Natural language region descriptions
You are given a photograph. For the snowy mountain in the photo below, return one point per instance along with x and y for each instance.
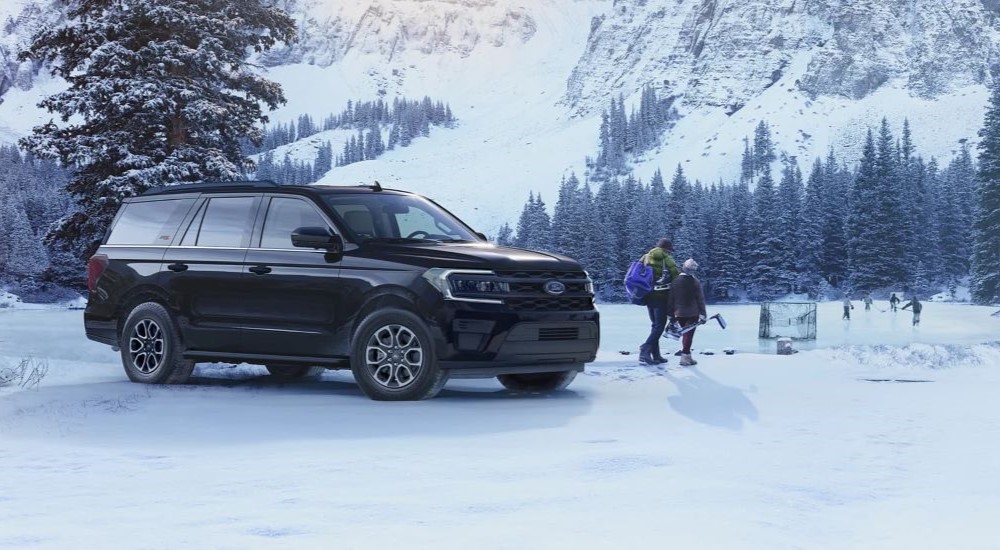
(528, 80)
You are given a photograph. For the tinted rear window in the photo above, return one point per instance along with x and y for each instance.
(227, 222)
(150, 222)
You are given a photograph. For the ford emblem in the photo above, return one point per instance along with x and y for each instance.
(554, 288)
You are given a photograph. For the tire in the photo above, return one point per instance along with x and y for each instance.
(393, 357)
(151, 348)
(542, 382)
(288, 373)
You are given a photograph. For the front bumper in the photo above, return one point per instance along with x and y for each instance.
(482, 340)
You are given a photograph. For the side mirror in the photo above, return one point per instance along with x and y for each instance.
(317, 237)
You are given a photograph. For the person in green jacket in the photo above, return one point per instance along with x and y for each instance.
(917, 308)
(658, 301)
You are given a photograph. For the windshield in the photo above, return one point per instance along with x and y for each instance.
(389, 217)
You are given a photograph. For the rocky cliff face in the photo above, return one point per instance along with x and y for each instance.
(725, 52)
(17, 28)
(329, 31)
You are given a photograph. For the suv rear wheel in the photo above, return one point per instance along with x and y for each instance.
(538, 382)
(393, 357)
(151, 348)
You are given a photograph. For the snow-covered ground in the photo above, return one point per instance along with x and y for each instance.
(743, 451)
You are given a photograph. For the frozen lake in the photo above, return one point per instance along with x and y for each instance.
(812, 450)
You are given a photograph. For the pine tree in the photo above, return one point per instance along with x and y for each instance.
(21, 251)
(869, 239)
(158, 93)
(763, 148)
(986, 242)
(766, 273)
(789, 220)
(677, 203)
(505, 235)
(810, 243)
(837, 200)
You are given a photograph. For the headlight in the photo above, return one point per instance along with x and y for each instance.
(589, 285)
(467, 285)
(461, 285)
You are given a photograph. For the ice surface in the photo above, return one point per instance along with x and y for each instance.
(743, 451)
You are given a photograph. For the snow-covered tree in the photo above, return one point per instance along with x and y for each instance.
(159, 93)
(986, 243)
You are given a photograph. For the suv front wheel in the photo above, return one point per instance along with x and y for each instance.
(537, 382)
(151, 348)
(393, 357)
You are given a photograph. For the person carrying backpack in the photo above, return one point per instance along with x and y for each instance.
(917, 308)
(658, 301)
(848, 306)
(688, 306)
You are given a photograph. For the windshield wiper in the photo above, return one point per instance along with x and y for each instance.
(398, 240)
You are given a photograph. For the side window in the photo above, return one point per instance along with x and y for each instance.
(191, 237)
(150, 222)
(227, 222)
(359, 220)
(285, 215)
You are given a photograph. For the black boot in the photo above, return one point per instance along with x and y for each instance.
(655, 352)
(645, 356)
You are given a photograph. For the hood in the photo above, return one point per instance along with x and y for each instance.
(467, 256)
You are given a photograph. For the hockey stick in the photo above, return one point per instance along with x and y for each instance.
(717, 317)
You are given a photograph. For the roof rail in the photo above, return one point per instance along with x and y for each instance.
(207, 185)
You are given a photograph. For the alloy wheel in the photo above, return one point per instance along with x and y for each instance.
(146, 346)
(394, 356)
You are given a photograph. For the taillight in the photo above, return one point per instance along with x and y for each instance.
(95, 268)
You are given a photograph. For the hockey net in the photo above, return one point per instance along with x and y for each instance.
(795, 320)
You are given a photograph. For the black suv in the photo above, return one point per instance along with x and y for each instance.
(383, 282)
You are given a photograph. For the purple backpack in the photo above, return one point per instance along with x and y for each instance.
(638, 281)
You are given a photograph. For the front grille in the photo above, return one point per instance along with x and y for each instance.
(567, 333)
(527, 290)
(569, 303)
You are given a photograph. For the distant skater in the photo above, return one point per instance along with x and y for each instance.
(917, 308)
(658, 301)
(688, 301)
(894, 302)
(848, 306)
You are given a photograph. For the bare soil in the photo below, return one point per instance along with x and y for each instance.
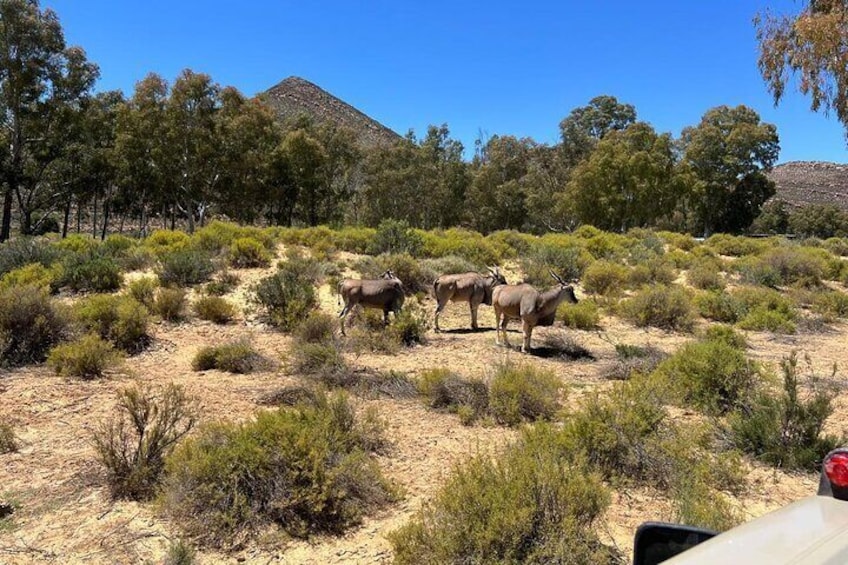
(64, 513)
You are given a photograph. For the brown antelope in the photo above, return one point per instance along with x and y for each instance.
(385, 293)
(534, 308)
(473, 288)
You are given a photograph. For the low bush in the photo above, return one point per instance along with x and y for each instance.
(706, 275)
(605, 278)
(632, 360)
(581, 316)
(143, 289)
(719, 306)
(285, 298)
(306, 469)
(90, 272)
(247, 253)
(395, 236)
(224, 283)
(711, 374)
(233, 357)
(786, 428)
(529, 505)
(664, 307)
(653, 271)
(34, 274)
(444, 390)
(85, 358)
(523, 393)
(133, 444)
(185, 267)
(215, 309)
(22, 251)
(170, 304)
(8, 441)
(30, 324)
(318, 327)
(119, 319)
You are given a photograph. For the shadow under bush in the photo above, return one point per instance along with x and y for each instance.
(307, 469)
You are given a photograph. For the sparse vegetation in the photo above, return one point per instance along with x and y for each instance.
(233, 357)
(133, 444)
(30, 324)
(215, 309)
(520, 393)
(85, 358)
(306, 469)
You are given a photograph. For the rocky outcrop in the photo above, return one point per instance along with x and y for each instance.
(295, 96)
(800, 183)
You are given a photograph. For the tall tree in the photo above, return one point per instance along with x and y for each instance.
(729, 152)
(194, 143)
(584, 127)
(629, 180)
(141, 150)
(42, 83)
(812, 45)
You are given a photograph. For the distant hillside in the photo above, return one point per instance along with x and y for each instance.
(811, 182)
(295, 96)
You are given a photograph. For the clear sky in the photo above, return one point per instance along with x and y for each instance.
(497, 67)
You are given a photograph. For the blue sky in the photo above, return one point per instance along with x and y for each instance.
(494, 67)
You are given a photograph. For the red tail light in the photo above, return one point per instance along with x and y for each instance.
(836, 469)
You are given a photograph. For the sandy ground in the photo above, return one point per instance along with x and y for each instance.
(65, 515)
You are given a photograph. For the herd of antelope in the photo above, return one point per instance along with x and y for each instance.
(510, 301)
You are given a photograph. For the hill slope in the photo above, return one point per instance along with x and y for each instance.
(811, 182)
(294, 96)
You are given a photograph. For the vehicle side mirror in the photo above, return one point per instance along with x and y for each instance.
(657, 541)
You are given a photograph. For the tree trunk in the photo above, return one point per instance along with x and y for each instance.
(6, 229)
(66, 219)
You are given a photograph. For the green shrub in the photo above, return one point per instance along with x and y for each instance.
(665, 307)
(246, 253)
(34, 274)
(469, 245)
(706, 275)
(285, 297)
(736, 246)
(712, 374)
(318, 327)
(143, 290)
(8, 441)
(170, 304)
(633, 359)
(224, 283)
(133, 444)
(215, 309)
(654, 270)
(564, 256)
(605, 278)
(233, 357)
(306, 469)
(529, 505)
(119, 319)
(90, 273)
(395, 236)
(86, 358)
(30, 324)
(409, 326)
(719, 306)
(523, 393)
(581, 316)
(23, 251)
(765, 309)
(185, 267)
(786, 428)
(445, 390)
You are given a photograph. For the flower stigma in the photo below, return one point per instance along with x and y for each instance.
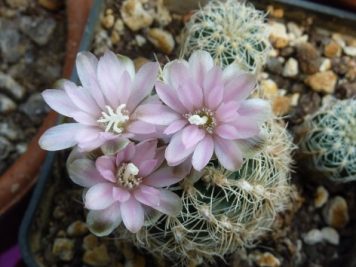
(126, 176)
(204, 118)
(114, 121)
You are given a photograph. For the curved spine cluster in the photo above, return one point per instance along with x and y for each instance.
(232, 32)
(330, 140)
(225, 210)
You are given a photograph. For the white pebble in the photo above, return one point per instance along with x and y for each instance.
(330, 235)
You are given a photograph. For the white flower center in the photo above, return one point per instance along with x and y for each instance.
(198, 120)
(204, 118)
(127, 176)
(114, 121)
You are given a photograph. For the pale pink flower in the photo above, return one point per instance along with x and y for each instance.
(102, 107)
(126, 186)
(206, 110)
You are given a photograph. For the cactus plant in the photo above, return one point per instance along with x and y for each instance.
(231, 32)
(330, 140)
(224, 210)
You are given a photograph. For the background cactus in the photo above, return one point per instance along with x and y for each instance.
(223, 210)
(231, 32)
(330, 139)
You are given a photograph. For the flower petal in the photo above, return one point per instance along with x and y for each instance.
(103, 222)
(227, 111)
(84, 173)
(60, 137)
(228, 154)
(106, 167)
(132, 214)
(203, 153)
(239, 87)
(176, 152)
(200, 63)
(120, 194)
(145, 150)
(175, 127)
(143, 84)
(99, 196)
(192, 135)
(147, 195)
(164, 176)
(146, 167)
(169, 96)
(109, 77)
(156, 114)
(59, 101)
(140, 127)
(86, 67)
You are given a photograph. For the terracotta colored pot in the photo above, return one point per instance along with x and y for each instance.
(20, 177)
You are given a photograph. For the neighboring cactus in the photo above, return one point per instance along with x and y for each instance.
(330, 140)
(231, 32)
(223, 210)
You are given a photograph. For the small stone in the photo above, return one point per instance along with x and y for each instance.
(321, 196)
(97, 257)
(162, 15)
(20, 4)
(39, 29)
(322, 82)
(295, 99)
(325, 65)
(330, 235)
(290, 68)
(350, 50)
(134, 15)
(332, 49)
(308, 58)
(313, 237)
(63, 248)
(161, 39)
(77, 228)
(13, 45)
(267, 259)
(108, 20)
(10, 86)
(52, 5)
(346, 90)
(294, 29)
(35, 108)
(5, 148)
(336, 212)
(269, 88)
(140, 40)
(89, 242)
(138, 62)
(273, 65)
(281, 105)
(278, 35)
(6, 104)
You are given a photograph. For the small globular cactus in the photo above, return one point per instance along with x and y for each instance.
(224, 210)
(231, 32)
(330, 140)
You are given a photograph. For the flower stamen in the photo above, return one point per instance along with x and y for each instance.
(127, 176)
(114, 121)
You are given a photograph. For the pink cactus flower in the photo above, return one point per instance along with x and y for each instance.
(102, 107)
(206, 110)
(126, 186)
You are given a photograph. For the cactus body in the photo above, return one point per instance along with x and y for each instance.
(224, 211)
(330, 140)
(231, 32)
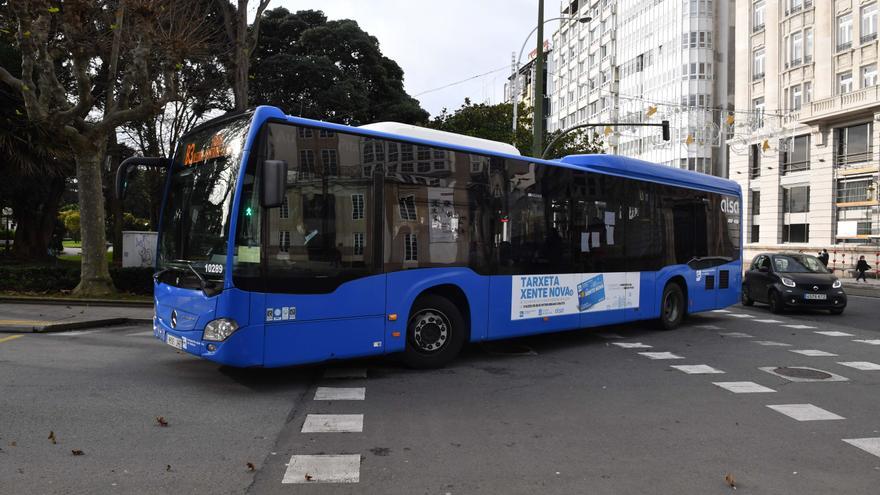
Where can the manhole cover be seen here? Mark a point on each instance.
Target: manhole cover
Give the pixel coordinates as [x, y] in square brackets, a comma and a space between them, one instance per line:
[803, 373]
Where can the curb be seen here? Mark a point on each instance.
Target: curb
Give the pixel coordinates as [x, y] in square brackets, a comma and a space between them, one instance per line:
[75, 302]
[77, 325]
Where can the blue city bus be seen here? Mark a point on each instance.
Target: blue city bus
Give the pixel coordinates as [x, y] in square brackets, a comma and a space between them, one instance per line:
[286, 241]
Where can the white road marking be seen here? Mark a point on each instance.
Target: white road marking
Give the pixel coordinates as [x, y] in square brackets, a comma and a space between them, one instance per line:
[869, 445]
[861, 365]
[323, 469]
[805, 412]
[345, 373]
[743, 387]
[631, 345]
[811, 352]
[661, 355]
[333, 423]
[771, 343]
[696, 369]
[338, 393]
[72, 334]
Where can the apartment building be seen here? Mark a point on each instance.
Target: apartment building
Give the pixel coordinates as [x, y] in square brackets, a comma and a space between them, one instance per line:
[807, 90]
[645, 61]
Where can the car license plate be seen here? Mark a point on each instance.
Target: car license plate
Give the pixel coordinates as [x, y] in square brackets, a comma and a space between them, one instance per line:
[173, 341]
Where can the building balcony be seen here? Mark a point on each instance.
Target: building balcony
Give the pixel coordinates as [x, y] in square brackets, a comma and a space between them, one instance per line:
[833, 108]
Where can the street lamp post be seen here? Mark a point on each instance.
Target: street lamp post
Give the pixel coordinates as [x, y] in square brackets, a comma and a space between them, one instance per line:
[515, 85]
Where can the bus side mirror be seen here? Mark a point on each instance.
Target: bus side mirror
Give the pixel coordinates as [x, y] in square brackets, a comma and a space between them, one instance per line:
[134, 162]
[274, 183]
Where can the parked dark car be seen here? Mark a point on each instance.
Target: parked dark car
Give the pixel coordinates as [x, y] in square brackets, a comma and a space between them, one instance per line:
[792, 280]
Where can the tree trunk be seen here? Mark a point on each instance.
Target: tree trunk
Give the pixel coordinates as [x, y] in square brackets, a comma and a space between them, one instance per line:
[94, 275]
[35, 217]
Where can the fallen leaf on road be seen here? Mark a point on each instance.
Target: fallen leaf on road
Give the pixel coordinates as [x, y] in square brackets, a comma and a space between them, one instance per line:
[728, 478]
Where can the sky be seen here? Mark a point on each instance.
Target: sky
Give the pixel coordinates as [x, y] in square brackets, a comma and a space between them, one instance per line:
[438, 42]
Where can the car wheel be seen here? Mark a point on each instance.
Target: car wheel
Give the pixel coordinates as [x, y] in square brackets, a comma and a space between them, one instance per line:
[746, 300]
[776, 304]
[672, 307]
[435, 333]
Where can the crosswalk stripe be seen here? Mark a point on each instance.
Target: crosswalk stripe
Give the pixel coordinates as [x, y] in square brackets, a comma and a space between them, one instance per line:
[743, 387]
[333, 423]
[323, 469]
[805, 412]
[339, 393]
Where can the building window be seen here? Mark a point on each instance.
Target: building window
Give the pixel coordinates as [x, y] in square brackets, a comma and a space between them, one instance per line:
[844, 32]
[410, 247]
[844, 83]
[407, 208]
[869, 23]
[758, 112]
[359, 240]
[306, 162]
[853, 146]
[852, 191]
[758, 64]
[796, 97]
[758, 15]
[796, 154]
[796, 49]
[796, 199]
[869, 75]
[357, 206]
[284, 211]
[754, 161]
[799, 232]
[284, 241]
[328, 159]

What the task asks
Check each line of the records above for "street", and copy those that have it.

Solution to this exercise
Where can the street lamp post be seen here? Mark a point on each instance.
Target: street lamp post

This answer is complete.